Could you copy the records below exactly, leaving out any pictures they include?
(Supplied records Opens)
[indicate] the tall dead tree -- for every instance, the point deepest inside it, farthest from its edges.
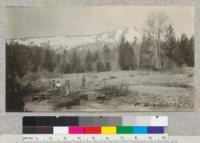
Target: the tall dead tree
(156, 28)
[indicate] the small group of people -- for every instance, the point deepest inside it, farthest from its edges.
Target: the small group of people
(58, 86)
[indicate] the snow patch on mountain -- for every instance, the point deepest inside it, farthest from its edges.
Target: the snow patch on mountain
(129, 33)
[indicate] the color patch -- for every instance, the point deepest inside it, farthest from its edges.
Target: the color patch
(108, 130)
(60, 130)
(156, 130)
(124, 130)
(140, 130)
(76, 130)
(92, 130)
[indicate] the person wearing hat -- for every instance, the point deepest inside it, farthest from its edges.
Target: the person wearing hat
(67, 87)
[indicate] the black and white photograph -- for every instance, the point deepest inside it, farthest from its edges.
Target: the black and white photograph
(100, 58)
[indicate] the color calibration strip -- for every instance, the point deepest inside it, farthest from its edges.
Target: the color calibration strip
(96, 121)
(94, 125)
(94, 130)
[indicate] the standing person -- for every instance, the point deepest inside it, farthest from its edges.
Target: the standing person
(54, 84)
(83, 80)
(67, 87)
(58, 87)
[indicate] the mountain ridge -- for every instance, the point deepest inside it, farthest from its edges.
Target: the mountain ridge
(56, 42)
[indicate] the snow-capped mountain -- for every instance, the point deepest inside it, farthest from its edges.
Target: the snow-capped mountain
(111, 37)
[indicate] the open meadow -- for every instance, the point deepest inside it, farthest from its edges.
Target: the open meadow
(116, 91)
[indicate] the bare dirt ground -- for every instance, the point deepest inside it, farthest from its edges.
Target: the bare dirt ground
(146, 91)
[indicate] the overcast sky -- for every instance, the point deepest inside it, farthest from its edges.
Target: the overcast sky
(58, 21)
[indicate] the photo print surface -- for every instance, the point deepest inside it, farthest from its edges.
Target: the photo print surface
(100, 58)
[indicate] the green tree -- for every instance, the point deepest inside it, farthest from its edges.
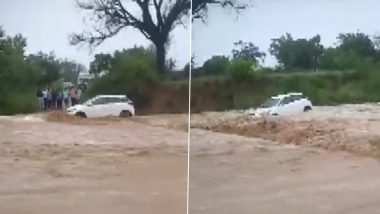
(Supplied records Closes)
### Result of the exercise
[indicate] the tall dead tree -- for every instance, the point deepest inside it, farthest from its edges.
Target: the tall dead tree
(156, 28)
[indicate] the small group of people -- for every instance, the point deepest inside it, farthest from its edges.
Target: the small group of people
(58, 86)
[indicate] the snow patch on mountain -- for every instance, the point deepest inside it, farthest from its edges.
Target: the snow patch on mountain
(129, 33)
[indicate] the color patch -- for every instance, the point deepest inside it, farthest from its edges.
Target: the color patch
(108, 130)
(60, 130)
(156, 130)
(124, 130)
(140, 130)
(76, 130)
(92, 130)
[indicate] the person wearing hat -- for every instance, the point deepest inside it, farthest from its edges.
Target: the person wearing hat
(67, 87)
[indicate] the black and white photograph -- for every instance, the point deepest inside it, farthest from its edges.
Target: the black and white photograph
(100, 58)
[indicate] the color calibration strip -- for every instance, the point deepest inside it, farthest from its edges.
Target: the color calibration strip
(96, 121)
(94, 125)
(94, 130)
[indicate] the standing person -- for every instance, the point deepest inside it, farthest from its edges.
Target: the standing person
(54, 84)
(83, 80)
(67, 87)
(58, 87)
[indicate] the mountain ridge -- for every instance, the point deepest inside it, farthest from its edges.
Target: the mountain ridge
(56, 42)
[indicate] the snow-capped mountain -- for every instance, the point deepest inside it, farthest from its edges.
Target: the snow-capped mountain
(111, 37)
[indicate] the open meadow -- for every instance, the point deepest inside it, farthest from its edges.
Target: the open meadow
(116, 91)
[indicate] the bare dirt ground -- for every instance, the point deepest inside it, farthest from its edges.
Target: the bare dirt ground
(146, 91)
[indicate] the overcast sky -- for every instance, the point deepest inside it, farthest from its edges.
Target: the overcast sky
(58, 21)
[indicate] the photo print surface -- for every instance, the point deepest inside it, farthest from its edges.
Target: the photo print surface
(100, 58)
[indicate] the green tree -- for every instance, the point deepest inside it, farthest from its edges.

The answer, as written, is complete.